::: Exercise materials
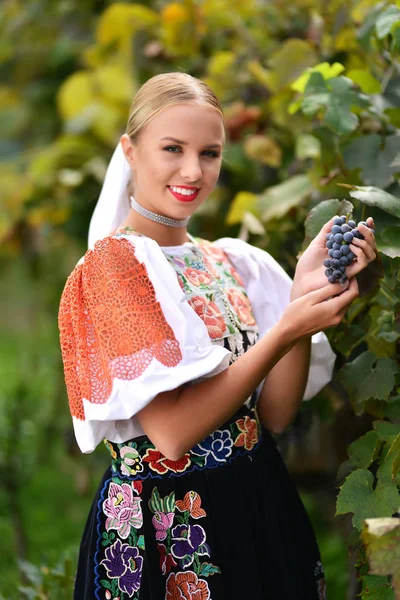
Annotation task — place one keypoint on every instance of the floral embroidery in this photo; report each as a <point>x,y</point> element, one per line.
::::::
::: Exercise materials
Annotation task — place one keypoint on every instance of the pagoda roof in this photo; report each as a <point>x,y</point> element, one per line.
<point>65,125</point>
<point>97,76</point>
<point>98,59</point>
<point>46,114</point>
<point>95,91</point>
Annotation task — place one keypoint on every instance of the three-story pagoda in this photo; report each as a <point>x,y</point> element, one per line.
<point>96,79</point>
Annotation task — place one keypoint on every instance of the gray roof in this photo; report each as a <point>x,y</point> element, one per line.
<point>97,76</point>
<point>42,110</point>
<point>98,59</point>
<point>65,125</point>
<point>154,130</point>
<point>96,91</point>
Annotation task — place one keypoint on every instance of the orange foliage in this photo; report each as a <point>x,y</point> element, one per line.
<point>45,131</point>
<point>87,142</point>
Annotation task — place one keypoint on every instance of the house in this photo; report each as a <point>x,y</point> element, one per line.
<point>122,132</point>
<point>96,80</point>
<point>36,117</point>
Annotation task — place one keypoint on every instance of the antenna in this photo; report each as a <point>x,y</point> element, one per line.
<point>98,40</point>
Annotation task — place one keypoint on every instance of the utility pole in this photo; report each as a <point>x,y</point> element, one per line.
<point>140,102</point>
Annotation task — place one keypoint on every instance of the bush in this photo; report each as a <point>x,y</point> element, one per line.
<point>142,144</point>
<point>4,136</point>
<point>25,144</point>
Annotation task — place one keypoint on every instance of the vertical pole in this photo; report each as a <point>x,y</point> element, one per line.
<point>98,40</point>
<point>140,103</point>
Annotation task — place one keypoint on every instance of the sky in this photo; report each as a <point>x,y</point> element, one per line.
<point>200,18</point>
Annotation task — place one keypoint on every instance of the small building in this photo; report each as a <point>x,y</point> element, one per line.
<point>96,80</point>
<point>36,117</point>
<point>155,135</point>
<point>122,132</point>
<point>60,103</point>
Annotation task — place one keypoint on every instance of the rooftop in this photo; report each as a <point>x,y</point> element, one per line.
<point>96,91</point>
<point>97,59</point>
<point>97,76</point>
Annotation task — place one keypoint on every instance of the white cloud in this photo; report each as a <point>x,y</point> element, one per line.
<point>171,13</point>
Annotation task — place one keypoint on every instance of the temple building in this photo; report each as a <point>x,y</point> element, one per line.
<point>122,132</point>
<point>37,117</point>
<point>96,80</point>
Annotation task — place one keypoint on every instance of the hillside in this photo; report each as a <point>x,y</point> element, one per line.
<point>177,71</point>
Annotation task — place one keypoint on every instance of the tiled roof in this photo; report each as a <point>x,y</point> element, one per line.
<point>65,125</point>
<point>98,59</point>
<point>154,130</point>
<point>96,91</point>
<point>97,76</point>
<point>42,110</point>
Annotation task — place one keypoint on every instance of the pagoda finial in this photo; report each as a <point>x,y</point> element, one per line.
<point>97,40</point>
::::::
- The problem
Can you lay out the records as a numbered list, starting at the line that has "of the tiled" and stopping after the line that has "<point>97,40</point>"? Leave out any blank lines.

- Answer to the task
1. Annotation task — place one keypoint on every instance of the tiled roof in this photo; report each as a <point>x,y</point> element, one per line.
2. <point>65,125</point>
3. <point>98,59</point>
4. <point>154,130</point>
5. <point>96,91</point>
6. <point>97,76</point>
7. <point>42,110</point>
8. Annotation task — place one keypoint on every instance of the pagoda finial in this photo; report each as a <point>x,y</point> element, one per line.
9. <point>97,40</point>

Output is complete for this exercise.